> WHAT THIS TASK INVOLVES:
Retype only what runs from the line that contains "Every instance gets one point. Tag the wavy" through the last line of the listing below, both lines included.

> Stored records:

--------

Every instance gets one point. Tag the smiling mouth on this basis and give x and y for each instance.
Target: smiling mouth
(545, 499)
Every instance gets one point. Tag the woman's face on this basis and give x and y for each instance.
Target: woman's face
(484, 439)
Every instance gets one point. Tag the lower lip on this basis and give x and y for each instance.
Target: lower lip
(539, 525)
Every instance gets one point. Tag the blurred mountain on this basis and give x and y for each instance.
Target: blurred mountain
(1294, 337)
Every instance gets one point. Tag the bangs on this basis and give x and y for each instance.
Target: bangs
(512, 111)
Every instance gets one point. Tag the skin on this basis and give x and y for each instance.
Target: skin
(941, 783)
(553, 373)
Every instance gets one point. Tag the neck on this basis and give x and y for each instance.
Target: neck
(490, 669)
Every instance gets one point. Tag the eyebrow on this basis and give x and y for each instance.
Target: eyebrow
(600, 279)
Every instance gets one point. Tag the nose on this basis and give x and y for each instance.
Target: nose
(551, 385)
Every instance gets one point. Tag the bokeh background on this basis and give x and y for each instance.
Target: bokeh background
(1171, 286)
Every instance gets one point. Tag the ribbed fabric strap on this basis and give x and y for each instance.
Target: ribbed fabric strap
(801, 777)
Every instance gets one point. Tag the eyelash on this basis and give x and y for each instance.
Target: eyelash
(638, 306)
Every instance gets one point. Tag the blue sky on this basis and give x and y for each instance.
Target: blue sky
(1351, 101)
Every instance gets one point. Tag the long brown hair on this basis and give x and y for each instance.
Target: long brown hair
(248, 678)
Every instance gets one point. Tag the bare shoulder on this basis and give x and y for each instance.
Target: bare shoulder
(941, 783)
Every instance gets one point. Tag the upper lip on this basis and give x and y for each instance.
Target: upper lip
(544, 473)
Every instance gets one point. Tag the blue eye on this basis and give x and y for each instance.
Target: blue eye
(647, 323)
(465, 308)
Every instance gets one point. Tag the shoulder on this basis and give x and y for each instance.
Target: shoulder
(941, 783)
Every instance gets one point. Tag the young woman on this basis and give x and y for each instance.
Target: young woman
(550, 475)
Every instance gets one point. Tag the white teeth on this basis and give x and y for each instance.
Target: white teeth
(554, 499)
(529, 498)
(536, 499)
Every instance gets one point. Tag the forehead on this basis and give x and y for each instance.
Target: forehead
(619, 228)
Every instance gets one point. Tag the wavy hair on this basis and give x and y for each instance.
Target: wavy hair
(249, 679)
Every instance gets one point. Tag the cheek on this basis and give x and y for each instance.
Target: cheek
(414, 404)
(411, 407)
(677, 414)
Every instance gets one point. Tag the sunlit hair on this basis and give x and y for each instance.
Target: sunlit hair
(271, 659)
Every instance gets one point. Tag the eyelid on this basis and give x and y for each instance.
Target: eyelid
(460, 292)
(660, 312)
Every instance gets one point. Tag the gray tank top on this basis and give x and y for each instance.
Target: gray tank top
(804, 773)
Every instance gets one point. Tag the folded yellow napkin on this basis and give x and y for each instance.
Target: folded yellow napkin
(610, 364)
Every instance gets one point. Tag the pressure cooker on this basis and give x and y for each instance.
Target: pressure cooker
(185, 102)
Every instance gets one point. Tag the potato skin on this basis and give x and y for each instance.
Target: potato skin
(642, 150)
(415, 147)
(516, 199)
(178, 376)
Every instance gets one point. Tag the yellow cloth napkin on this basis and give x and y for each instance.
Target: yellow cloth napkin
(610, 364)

--------

> THE SOLUTION:
Every instance gets one point. Tag the wavy hair on this basis and give x and y for each instance.
Target: wavy hair
(249, 679)
Every instance gets one point. Tag the cheek on this basis and give x and y for each instance.
Target: cheek
(414, 404)
(411, 407)
(677, 414)
Every instance gets one point. Tag the sunlit hair on this basis and give x and y for each instance.
Target: sunlit hair
(271, 659)
Every instance gets one point. Tag the eyelid on this basis and give x and y for each instance.
Target: eyelid
(460, 292)
(660, 312)
Every instance gets one point. Tag the gray tank top on this basis and give x and y for each instance.
Target: gray tank top
(804, 773)
Every instance gets one point. Tag the folded yellow napkin on this basis and give x and y for each instance.
Target: folded yellow napkin
(610, 364)
Every instance gets one point. Tag the pressure cooker on this basis and give x and y for each instance.
Target: pressure cooker
(185, 102)
Every instance gets one point. Tag the potato skin on this basis and give x and y for each instance.
Target: potato skin
(642, 150)
(415, 147)
(516, 199)
(178, 376)
Every instance gets one point. Tag the yellow cloth napkin on this basis and give x and y for each instance.
Target: yellow cloth napkin
(610, 364)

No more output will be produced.